• _Data_:
'''
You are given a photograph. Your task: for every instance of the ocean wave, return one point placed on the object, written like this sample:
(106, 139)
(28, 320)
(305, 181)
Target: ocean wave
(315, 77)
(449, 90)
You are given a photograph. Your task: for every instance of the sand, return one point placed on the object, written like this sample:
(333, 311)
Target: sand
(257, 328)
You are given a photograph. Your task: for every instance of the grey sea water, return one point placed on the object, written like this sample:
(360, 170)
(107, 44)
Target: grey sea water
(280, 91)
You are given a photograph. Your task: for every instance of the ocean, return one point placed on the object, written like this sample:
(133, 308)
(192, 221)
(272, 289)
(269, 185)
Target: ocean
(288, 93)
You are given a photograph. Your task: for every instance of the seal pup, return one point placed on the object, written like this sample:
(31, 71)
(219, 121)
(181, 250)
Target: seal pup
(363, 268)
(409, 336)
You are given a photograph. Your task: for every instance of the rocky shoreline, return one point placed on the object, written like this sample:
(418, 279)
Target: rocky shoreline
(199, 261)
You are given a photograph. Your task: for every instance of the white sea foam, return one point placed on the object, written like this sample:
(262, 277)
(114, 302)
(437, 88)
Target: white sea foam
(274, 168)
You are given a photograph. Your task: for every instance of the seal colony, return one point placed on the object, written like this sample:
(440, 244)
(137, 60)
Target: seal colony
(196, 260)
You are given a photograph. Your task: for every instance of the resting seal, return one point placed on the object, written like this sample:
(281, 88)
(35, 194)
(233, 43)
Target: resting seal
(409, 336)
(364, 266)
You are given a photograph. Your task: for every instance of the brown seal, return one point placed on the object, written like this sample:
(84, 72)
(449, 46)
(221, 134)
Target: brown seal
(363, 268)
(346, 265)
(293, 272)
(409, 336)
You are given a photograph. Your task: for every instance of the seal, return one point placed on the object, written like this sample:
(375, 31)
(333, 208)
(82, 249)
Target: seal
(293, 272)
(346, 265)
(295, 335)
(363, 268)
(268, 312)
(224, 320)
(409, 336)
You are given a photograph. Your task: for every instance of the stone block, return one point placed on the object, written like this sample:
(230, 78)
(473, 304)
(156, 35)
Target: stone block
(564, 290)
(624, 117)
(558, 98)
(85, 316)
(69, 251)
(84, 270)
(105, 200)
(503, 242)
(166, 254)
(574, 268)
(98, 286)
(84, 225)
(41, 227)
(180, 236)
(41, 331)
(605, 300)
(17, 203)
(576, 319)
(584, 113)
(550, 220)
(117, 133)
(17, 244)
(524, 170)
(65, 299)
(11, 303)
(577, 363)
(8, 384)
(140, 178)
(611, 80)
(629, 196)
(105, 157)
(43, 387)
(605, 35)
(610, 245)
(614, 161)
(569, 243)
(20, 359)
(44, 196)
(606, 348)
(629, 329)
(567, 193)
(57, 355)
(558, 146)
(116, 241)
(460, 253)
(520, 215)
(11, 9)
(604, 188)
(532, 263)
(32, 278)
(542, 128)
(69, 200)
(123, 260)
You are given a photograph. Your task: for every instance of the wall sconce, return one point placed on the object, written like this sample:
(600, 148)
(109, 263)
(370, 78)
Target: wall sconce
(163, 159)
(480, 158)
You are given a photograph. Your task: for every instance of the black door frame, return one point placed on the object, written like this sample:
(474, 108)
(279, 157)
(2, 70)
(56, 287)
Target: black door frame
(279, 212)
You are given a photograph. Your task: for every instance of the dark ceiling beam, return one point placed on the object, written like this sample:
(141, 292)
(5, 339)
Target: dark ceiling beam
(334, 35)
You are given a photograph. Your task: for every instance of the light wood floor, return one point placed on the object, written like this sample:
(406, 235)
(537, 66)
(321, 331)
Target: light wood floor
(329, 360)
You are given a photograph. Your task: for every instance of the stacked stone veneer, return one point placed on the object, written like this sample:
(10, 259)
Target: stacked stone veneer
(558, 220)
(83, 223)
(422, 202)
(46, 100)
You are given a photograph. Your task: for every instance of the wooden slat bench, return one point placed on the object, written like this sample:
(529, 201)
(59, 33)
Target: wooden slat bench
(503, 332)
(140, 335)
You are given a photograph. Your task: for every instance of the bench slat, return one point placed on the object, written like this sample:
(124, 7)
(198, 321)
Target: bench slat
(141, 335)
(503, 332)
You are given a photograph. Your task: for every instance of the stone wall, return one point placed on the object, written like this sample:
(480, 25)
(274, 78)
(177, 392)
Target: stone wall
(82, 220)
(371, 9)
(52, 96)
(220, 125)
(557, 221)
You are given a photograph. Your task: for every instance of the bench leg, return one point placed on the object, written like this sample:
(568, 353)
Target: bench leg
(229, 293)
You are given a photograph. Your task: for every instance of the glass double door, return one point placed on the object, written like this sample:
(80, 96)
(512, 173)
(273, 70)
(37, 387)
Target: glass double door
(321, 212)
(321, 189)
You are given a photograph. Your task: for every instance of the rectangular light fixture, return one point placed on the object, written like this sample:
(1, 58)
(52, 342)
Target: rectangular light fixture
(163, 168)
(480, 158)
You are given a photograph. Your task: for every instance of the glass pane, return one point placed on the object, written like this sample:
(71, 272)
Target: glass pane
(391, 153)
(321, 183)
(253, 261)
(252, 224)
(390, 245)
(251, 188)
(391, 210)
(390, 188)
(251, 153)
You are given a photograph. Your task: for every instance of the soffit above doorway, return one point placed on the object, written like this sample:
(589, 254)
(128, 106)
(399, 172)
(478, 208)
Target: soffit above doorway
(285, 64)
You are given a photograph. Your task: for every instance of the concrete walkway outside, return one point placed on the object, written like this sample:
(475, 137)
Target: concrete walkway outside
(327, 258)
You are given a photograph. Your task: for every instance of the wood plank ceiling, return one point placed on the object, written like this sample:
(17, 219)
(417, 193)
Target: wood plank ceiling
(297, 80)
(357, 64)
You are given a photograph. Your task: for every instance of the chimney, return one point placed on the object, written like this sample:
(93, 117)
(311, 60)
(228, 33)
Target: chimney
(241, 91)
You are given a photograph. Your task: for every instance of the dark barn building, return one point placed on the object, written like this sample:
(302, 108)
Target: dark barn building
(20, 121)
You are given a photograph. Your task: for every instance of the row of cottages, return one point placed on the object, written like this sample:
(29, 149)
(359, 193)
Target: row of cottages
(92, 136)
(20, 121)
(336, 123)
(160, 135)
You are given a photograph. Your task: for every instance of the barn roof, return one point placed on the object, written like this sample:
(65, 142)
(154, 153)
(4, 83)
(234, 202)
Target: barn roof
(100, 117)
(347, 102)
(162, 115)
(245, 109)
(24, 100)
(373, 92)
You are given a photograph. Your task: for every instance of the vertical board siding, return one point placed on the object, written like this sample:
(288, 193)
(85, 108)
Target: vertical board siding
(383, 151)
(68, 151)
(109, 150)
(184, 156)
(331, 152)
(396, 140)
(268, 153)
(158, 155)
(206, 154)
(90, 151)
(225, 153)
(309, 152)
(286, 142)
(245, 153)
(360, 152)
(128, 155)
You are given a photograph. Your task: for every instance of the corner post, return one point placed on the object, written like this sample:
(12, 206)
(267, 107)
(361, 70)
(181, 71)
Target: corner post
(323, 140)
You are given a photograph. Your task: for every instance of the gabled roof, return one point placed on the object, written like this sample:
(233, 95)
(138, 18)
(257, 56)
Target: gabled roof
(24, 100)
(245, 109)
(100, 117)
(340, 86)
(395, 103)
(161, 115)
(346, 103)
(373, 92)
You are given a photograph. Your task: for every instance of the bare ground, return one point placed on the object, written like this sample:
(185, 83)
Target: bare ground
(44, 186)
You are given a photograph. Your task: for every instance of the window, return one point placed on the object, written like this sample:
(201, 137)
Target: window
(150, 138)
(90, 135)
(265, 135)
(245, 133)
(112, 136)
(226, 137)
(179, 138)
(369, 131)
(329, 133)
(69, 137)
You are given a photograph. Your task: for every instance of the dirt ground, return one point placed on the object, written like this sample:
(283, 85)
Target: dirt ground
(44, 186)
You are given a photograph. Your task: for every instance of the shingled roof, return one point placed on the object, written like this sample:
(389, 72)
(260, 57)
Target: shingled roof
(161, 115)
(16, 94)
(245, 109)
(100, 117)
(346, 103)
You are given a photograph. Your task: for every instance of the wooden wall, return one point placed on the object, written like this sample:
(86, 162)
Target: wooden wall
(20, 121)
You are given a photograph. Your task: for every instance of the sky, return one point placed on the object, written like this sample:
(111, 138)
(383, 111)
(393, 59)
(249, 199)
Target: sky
'''
• _What you are asked to do_: Your reply should be the lines from the one that contains "of the dirt" through the end of the listing above, repeated exactly.

• _Exercise solution_:
You are given a photograph. Your task: for every instance of the dirt ground, return one point placed on the object, written like this sample:
(283, 85)
Target: dirt ground
(44, 186)
You are given a photograph. Your task: for every instance of the shingled roof, return one point placed on the object, written like this sample:
(389, 72)
(260, 57)
Target: shingled roof
(161, 115)
(16, 94)
(245, 109)
(100, 117)
(346, 103)
You are given a photograph. Your task: for every instance of the wooden wall, return one point placed on the object, written like this sample:
(86, 162)
Target: wooden wall
(20, 121)
You are given a photograph. Your task: for every instance of the sky, return one point placed on the object, written like this sample:
(111, 138)
(383, 111)
(393, 59)
(249, 199)
Target: sky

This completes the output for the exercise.